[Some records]
== == ==

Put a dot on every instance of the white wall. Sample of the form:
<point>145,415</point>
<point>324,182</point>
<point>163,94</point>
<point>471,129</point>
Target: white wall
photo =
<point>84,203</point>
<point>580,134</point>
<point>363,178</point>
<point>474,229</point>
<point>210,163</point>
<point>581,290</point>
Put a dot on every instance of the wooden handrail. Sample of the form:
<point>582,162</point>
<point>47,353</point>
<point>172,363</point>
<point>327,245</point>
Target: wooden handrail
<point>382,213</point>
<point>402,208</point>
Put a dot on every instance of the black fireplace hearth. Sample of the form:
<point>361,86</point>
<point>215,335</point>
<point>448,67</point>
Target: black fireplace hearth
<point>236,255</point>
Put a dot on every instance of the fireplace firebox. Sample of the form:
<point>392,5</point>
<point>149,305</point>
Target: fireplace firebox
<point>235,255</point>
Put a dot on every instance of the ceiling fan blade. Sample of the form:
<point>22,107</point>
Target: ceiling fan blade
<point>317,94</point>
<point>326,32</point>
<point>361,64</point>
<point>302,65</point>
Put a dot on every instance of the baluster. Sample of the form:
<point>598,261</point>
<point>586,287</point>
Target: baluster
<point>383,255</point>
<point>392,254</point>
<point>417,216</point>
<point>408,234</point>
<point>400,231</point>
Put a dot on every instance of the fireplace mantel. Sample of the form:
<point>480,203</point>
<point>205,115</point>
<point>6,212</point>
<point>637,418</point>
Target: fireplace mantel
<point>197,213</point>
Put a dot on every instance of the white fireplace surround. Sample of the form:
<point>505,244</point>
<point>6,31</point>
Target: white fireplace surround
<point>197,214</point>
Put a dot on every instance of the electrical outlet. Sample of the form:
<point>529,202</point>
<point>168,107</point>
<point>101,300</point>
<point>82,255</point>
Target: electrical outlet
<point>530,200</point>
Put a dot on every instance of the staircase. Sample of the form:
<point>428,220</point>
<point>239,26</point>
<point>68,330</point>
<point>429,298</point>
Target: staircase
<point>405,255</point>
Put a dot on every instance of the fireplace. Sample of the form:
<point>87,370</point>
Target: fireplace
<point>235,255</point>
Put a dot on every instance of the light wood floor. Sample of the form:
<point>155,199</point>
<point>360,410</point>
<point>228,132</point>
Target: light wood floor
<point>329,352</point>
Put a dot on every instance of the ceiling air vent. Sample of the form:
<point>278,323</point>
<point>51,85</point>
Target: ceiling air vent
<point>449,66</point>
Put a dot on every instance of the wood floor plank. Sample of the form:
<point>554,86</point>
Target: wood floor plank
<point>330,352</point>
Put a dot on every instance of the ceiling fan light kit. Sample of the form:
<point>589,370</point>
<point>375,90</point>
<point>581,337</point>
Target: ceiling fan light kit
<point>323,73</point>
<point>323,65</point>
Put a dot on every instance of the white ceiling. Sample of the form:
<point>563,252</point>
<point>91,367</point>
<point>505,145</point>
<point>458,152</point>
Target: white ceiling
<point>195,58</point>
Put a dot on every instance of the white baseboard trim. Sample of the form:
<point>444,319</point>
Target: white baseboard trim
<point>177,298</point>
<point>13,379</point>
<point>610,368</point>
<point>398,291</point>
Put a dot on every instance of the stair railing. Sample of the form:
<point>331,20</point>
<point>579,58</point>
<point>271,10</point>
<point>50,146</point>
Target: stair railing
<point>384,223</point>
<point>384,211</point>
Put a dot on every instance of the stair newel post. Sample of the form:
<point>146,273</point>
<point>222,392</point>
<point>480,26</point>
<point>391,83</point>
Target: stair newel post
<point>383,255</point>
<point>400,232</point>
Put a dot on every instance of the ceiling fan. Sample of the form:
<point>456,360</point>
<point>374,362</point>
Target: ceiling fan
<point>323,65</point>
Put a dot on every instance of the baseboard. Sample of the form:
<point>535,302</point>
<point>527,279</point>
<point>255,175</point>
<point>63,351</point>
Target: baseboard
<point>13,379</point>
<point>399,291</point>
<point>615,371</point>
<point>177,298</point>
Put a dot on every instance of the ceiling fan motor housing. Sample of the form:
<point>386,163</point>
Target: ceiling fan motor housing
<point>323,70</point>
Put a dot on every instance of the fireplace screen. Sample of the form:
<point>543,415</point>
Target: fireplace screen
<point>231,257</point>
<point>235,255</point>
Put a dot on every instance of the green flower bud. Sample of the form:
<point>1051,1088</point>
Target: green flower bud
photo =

== == ==

◆ **What needs to be done**
Reproduce all of the items above line for line, changing nothing.

◆ **Exercise answer**
Put a dot on every instance of the white wall. Sample of the form:
<point>145,415</point>
<point>324,182</point>
<point>163,94</point>
<point>471,129</point>
Target: white wall
photo =
<point>84,203</point>
<point>580,134</point>
<point>363,178</point>
<point>474,229</point>
<point>210,163</point>
<point>581,290</point>
Put a dot on every instance of the wooden handrail. Sample of the form:
<point>582,162</point>
<point>47,353</point>
<point>172,363</point>
<point>327,245</point>
Target: wooden handrail
<point>382,213</point>
<point>402,208</point>
Put a dot on every instance of the black fireplace hearth. Sample of the form:
<point>361,86</point>
<point>215,335</point>
<point>448,67</point>
Target: black fireplace hearth
<point>236,255</point>
Put a dot on every instance of the fireplace firebox. Sample of the form:
<point>392,5</point>
<point>149,305</point>
Target: fireplace firebox
<point>235,255</point>
Put a dot on every instance of the ceiling fan blade. Sample of the form:
<point>22,107</point>
Target: ceiling fan blade
<point>317,94</point>
<point>326,32</point>
<point>361,64</point>
<point>302,65</point>
Put a dot on every instance of the baluster. Sample of the form:
<point>598,261</point>
<point>586,287</point>
Target: baluster
<point>383,255</point>
<point>392,254</point>
<point>417,216</point>
<point>408,234</point>
<point>400,231</point>
Put a dot on every instance of the fireplace mantel. Sample of the form:
<point>480,203</point>
<point>205,115</point>
<point>6,212</point>
<point>637,418</point>
Target: fireplace mantel
<point>197,213</point>
Put a dot on every instance of the white fireplace surround. Sample of the form:
<point>505,244</point>
<point>6,31</point>
Target: white fireplace surround
<point>197,214</point>
Put a dot on every instance of the electrical outlet. Sample of the form:
<point>529,202</point>
<point>168,107</point>
<point>101,300</point>
<point>82,255</point>
Target: electrical outlet
<point>530,200</point>
Put a dot on every instance of the staircase. Sample of the form:
<point>428,220</point>
<point>239,26</point>
<point>68,330</point>
<point>429,298</point>
Target: staircase
<point>405,255</point>
Put a dot on every instance of the fireplace. Sample of the form:
<point>87,370</point>
Target: fireplace
<point>235,255</point>
Put a dot on every instance of the light wood floor. Sample of the form:
<point>155,199</point>
<point>360,410</point>
<point>228,132</point>
Target: light wood floor
<point>329,352</point>
Put a dot on every instance of the ceiling air vent. Sample of the form:
<point>278,323</point>
<point>51,85</point>
Target: ceiling air vent
<point>449,66</point>
Put a dot on every instance of the wood floor plank. Sample of the form:
<point>554,86</point>
Target: wood floor plank
<point>330,352</point>
Put a dot on every instance of the ceiling fan light kit. Sample of the form:
<point>589,370</point>
<point>375,90</point>
<point>581,337</point>
Target: ceiling fan light kit
<point>323,73</point>
<point>323,65</point>
Put a dot on every instance of the white ceiling. Sample of the form:
<point>563,252</point>
<point>91,367</point>
<point>505,145</point>
<point>458,152</point>
Target: white ceiling
<point>195,58</point>
Put a dot on every instance of the white baseboard trim. Sample of the form:
<point>444,319</point>
Target: white baseboard trim
<point>177,298</point>
<point>13,379</point>
<point>610,368</point>
<point>398,291</point>
Put a dot on every instance of the stair railing. Sample of the form:
<point>331,20</point>
<point>579,58</point>
<point>271,10</point>
<point>50,146</point>
Target: stair railing
<point>384,223</point>
<point>384,211</point>
Put a dot on every instance of the stair newel post. Sample of the form:
<point>146,273</point>
<point>222,392</point>
<point>480,26</point>
<point>391,83</point>
Target: stair newel post
<point>383,255</point>
<point>400,232</point>
Put a dot on every instance of the ceiling fan. Sample of the form:
<point>456,360</point>
<point>374,362</point>
Target: ceiling fan
<point>323,65</point>
Put a dot on every instance of the baseboard. Sample of the form:
<point>535,302</point>
<point>527,279</point>
<point>255,175</point>
<point>63,351</point>
Target: baseboard
<point>13,379</point>
<point>399,291</point>
<point>615,371</point>
<point>177,298</point>
Put a dot on every instance of the ceiling fan motor housing. Sample of the form:
<point>386,163</point>
Target: ceiling fan motor housing
<point>323,70</point>
Put a dot on every instance of the fireplace screen. Sample of the form:
<point>543,415</point>
Target: fireplace screen
<point>231,257</point>
<point>235,255</point>
Put a dot on every instance of the green flower bud. Sample of the form:
<point>1051,1088</point>
Target: green flower bud
photo =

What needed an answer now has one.